INSTRUCTION: In the records below, take the part that opens with the line containing "Tell me exactly where the stack" and closes with the line containing "top-left (416, 58), bottom-right (426, 84)", and reproduce only those lines with "gripper" swapped for "manipulator", leaving everything else unchanged.

DATA FOR THIS EXERCISE:

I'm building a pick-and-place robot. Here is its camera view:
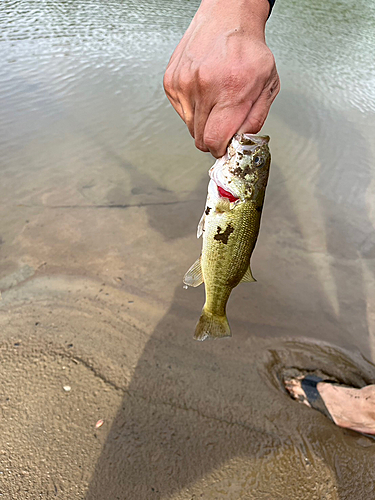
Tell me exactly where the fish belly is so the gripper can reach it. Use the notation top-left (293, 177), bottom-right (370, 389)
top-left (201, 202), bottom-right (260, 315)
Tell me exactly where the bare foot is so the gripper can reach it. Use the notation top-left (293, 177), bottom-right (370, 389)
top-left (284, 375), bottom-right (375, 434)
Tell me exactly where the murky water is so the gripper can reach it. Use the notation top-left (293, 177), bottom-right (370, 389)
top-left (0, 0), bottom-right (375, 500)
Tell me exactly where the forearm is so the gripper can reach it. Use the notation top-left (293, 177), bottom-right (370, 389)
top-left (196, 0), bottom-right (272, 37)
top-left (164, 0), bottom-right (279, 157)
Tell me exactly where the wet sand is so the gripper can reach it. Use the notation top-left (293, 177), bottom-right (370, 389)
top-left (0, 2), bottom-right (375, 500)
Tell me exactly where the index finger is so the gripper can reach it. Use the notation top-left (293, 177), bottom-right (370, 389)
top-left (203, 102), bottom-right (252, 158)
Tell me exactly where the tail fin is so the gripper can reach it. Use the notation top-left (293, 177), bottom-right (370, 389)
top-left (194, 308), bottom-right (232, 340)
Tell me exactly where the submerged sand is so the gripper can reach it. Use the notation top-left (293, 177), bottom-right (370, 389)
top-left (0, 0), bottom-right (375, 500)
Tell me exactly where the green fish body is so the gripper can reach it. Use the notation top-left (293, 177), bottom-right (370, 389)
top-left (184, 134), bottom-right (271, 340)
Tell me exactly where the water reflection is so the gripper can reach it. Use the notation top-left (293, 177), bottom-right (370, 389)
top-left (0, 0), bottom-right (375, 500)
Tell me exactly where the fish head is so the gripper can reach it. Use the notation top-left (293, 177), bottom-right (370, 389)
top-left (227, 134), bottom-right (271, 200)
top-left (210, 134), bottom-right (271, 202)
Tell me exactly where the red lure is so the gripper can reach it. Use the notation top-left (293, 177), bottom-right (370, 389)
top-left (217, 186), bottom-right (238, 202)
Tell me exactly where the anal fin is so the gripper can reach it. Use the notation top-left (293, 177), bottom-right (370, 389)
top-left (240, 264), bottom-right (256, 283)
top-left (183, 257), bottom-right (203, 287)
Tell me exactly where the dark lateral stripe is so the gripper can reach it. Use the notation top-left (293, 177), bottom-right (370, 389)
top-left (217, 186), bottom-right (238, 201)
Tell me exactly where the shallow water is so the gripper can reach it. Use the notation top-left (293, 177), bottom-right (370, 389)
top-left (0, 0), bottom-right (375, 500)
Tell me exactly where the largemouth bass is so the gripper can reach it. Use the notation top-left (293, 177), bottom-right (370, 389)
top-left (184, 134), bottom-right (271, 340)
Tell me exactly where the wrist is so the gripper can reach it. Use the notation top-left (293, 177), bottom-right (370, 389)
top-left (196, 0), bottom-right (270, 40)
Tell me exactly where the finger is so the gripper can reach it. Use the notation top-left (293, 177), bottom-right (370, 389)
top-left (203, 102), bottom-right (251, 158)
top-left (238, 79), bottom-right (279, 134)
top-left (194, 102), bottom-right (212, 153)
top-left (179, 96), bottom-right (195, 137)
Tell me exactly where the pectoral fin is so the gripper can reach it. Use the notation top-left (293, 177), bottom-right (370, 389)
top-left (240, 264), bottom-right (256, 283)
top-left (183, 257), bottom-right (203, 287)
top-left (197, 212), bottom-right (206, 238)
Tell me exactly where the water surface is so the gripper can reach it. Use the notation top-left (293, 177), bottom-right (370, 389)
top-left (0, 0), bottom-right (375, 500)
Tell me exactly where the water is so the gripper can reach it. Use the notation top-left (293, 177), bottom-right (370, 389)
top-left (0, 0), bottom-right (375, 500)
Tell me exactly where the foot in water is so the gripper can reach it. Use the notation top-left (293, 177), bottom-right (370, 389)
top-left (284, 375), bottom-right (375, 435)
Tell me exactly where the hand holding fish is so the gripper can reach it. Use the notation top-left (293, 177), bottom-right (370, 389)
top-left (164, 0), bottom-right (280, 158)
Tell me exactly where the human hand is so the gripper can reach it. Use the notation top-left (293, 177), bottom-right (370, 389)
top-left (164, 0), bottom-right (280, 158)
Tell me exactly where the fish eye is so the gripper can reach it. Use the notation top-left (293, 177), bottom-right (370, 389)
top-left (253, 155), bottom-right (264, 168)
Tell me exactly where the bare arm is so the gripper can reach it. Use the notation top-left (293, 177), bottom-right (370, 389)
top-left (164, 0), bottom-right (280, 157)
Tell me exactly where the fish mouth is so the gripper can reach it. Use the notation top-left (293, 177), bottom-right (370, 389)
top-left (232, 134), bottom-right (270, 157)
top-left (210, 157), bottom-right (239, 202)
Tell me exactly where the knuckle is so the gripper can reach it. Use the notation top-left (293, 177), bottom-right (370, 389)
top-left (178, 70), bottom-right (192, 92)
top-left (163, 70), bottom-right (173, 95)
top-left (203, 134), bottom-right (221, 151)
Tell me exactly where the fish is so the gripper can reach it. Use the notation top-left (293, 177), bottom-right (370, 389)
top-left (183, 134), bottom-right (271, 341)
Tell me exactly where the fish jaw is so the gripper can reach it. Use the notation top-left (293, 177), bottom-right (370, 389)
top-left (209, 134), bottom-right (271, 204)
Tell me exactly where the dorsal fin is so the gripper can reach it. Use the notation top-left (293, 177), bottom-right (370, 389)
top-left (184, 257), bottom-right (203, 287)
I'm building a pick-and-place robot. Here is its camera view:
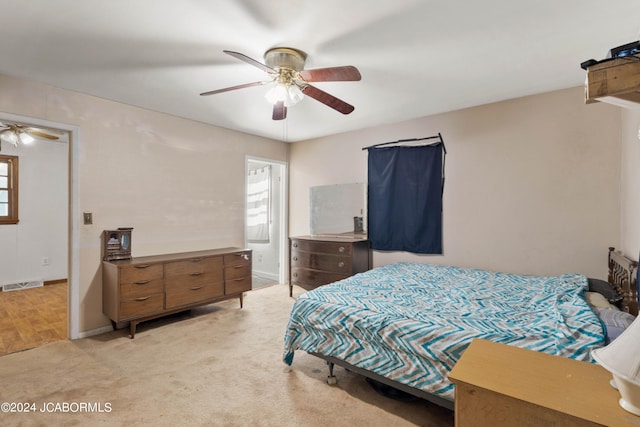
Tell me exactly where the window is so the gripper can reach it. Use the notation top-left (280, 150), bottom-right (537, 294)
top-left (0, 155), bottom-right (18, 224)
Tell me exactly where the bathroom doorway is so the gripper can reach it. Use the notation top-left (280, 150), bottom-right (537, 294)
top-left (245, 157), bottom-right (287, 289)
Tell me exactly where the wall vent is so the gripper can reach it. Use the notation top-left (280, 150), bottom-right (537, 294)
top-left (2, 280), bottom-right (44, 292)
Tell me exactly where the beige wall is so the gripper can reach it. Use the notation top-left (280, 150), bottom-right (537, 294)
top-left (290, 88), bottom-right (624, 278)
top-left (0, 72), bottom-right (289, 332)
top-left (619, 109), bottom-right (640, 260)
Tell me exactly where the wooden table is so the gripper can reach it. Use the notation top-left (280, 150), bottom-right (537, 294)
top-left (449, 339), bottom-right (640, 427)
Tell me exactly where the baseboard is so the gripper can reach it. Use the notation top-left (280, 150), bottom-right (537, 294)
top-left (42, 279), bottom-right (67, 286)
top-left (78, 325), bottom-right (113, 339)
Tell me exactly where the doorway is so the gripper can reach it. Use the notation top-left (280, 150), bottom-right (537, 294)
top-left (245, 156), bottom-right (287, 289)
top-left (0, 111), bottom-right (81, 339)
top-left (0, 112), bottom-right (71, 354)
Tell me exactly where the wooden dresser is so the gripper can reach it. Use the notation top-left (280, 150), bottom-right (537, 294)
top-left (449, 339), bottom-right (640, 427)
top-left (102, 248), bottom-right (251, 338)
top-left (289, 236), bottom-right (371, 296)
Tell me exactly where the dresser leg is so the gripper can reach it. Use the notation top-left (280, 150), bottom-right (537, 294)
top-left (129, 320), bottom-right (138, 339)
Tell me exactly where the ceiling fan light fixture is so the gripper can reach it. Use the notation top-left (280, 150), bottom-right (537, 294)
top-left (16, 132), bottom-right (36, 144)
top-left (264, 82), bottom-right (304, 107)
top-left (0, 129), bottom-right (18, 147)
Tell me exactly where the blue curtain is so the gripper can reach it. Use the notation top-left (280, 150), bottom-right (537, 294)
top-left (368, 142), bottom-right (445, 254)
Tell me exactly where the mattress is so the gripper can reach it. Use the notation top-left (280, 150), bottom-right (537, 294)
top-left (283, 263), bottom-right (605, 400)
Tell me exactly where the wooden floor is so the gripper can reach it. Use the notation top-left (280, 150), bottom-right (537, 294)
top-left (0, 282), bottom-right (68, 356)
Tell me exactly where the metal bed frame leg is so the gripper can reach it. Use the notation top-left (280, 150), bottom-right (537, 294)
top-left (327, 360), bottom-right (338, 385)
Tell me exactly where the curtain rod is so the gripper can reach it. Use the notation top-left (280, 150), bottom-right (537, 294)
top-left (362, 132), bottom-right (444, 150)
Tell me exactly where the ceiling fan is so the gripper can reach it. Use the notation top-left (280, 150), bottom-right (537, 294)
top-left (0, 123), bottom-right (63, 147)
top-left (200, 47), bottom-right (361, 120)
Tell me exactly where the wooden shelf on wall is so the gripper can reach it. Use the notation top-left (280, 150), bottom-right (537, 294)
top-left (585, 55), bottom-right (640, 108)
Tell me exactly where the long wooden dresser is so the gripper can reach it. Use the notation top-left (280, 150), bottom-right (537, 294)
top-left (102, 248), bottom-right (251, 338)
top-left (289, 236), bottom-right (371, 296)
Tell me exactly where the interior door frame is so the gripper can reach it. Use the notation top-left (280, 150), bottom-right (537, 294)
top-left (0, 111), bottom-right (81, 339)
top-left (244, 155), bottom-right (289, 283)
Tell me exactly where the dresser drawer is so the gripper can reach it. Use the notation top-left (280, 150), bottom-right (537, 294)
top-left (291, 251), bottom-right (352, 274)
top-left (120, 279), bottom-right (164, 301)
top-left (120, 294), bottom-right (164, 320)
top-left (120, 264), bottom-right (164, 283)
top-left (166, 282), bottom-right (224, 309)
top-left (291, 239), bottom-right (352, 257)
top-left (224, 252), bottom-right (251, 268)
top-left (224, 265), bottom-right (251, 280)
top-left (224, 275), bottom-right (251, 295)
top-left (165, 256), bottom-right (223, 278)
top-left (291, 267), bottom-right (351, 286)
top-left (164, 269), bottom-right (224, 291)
...
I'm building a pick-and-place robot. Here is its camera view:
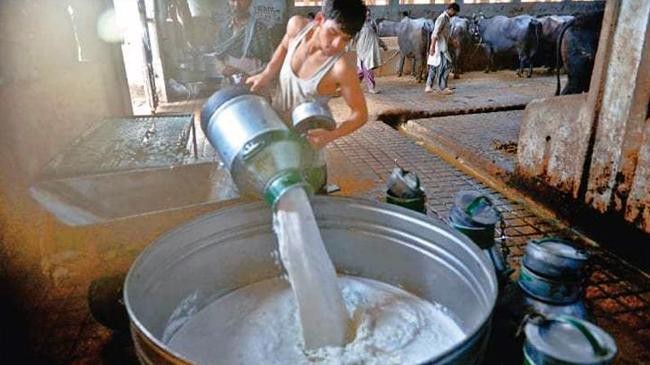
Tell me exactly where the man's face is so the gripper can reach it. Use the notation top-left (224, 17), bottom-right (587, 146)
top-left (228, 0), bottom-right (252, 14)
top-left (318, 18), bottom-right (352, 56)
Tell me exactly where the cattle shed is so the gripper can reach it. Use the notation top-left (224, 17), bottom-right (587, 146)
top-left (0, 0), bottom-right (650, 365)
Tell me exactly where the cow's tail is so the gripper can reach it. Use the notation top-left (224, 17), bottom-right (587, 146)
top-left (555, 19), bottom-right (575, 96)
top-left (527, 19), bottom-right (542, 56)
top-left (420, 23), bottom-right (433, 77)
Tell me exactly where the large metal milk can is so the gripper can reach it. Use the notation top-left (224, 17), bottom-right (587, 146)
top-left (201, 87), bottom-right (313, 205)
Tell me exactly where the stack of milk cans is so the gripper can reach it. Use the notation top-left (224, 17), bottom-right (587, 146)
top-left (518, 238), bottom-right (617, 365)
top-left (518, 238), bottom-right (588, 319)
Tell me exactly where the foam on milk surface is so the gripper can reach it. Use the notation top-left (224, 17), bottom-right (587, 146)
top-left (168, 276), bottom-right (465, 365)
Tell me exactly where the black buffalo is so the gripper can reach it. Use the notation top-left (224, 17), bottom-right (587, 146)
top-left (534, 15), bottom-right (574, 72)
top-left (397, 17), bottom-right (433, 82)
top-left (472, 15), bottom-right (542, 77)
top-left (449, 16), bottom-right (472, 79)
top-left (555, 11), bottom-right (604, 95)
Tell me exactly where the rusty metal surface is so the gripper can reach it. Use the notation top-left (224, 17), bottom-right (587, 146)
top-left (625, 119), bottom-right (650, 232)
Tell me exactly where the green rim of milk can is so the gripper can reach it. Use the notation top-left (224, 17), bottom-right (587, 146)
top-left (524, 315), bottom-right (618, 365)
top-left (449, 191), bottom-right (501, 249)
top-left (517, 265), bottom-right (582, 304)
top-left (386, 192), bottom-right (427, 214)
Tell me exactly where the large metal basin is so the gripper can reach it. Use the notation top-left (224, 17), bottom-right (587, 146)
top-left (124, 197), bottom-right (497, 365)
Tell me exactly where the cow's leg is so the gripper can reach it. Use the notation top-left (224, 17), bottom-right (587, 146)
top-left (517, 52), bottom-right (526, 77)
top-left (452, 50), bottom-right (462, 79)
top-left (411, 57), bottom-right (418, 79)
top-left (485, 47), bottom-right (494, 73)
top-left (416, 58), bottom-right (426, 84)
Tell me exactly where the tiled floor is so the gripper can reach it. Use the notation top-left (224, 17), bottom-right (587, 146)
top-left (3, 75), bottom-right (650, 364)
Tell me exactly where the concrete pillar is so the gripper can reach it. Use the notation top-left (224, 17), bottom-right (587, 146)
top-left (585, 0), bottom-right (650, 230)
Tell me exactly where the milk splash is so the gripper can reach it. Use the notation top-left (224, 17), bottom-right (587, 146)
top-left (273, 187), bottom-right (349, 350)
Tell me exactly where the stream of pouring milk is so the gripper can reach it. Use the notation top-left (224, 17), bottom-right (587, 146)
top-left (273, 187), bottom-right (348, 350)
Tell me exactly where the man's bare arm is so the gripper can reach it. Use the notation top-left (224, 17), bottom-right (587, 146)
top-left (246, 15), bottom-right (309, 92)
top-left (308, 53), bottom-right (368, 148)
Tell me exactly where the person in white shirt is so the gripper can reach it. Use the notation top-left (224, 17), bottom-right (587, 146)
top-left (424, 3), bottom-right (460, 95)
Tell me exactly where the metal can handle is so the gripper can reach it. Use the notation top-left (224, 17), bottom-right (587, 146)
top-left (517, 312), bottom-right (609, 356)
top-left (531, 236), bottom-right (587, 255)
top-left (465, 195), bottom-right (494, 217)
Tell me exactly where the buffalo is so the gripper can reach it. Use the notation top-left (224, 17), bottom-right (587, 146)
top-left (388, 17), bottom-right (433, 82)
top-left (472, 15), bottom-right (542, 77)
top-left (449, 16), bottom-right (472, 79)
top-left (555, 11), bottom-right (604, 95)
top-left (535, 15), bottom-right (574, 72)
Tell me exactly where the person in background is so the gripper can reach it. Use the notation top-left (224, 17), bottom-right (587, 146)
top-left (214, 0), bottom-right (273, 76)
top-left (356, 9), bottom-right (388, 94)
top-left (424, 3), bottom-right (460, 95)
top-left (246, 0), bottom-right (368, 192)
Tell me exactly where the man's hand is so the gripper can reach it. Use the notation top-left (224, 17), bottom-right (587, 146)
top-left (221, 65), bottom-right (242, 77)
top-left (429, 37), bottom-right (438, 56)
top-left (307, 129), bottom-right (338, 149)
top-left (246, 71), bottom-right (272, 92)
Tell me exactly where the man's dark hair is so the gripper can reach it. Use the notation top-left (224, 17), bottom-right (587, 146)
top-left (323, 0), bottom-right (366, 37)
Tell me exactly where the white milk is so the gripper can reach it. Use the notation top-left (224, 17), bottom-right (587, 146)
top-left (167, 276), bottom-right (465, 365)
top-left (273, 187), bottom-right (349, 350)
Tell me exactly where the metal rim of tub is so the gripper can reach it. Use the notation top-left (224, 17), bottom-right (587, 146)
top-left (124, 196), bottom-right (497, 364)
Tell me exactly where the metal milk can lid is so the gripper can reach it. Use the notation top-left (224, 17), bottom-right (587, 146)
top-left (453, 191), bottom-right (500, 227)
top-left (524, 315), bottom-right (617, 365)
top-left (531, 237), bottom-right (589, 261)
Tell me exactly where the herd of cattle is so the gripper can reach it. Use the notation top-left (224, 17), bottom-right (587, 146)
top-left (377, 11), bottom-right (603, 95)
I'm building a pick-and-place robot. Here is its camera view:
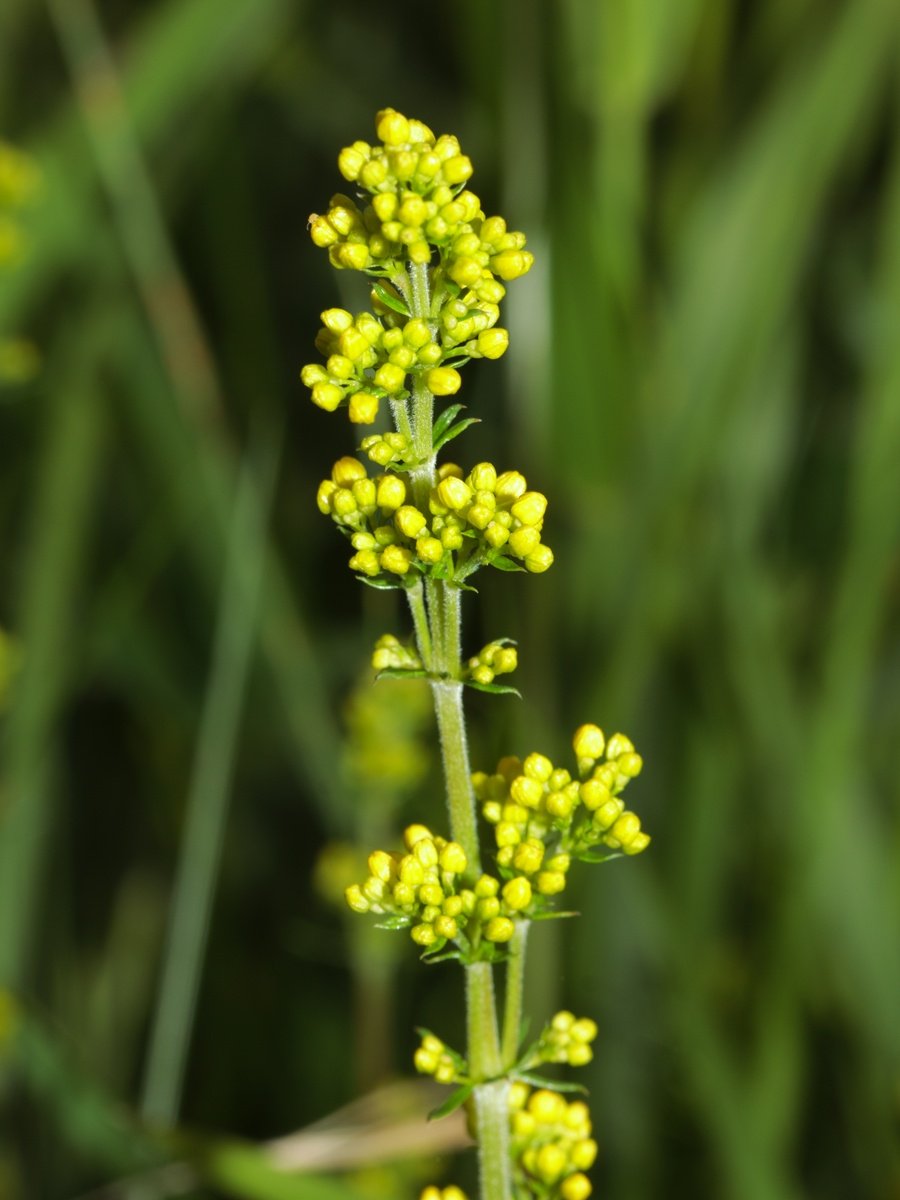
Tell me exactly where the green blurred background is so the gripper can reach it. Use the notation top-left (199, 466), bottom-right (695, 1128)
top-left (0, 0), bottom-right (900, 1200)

TASK OUTPUT:
Tell me exactly where the stack of milk cans is so the manipulator can reach it. Use the notation top-left (224, 17), bottom-right (587, 146)
top-left (518, 238), bottom-right (617, 365)
top-left (518, 238), bottom-right (588, 319)
Tell me exactly where the foam on milk surface is so the manipulator can reach it. Use the notation top-left (224, 17), bottom-right (587, 146)
top-left (168, 276), bottom-right (465, 365)
Tell me exactly where the black buffalo is so the manipulator can reach it. Use the notation top-left (224, 17), bottom-right (587, 146)
top-left (534, 15), bottom-right (574, 72)
top-left (397, 17), bottom-right (433, 82)
top-left (472, 15), bottom-right (542, 77)
top-left (449, 16), bottom-right (472, 79)
top-left (555, 11), bottom-right (604, 95)
Tell me exactly where the rusty metal surface is so the manipulator can reach it. Use the notation top-left (224, 17), bottom-right (587, 146)
top-left (625, 119), bottom-right (650, 232)
Tell me exactly where the green rim of milk can is so the manipulator can reach it. Use the notation top-left (224, 17), bottom-right (587, 146)
top-left (524, 315), bottom-right (618, 365)
top-left (449, 191), bottom-right (501, 249)
top-left (517, 265), bottom-right (582, 304)
top-left (386, 192), bottom-right (427, 214)
Tell me exactly where the large metal basin is so the manipulator can reach it. Use the notation top-left (224, 17), bottom-right (587, 146)
top-left (124, 197), bottom-right (497, 365)
Tell me exactly where the cow's leg is so the manipulator can reach it. Use the notation top-left (224, 17), bottom-right (587, 146)
top-left (517, 52), bottom-right (526, 77)
top-left (452, 50), bottom-right (462, 79)
top-left (411, 57), bottom-right (418, 79)
top-left (485, 47), bottom-right (494, 73)
top-left (416, 58), bottom-right (426, 84)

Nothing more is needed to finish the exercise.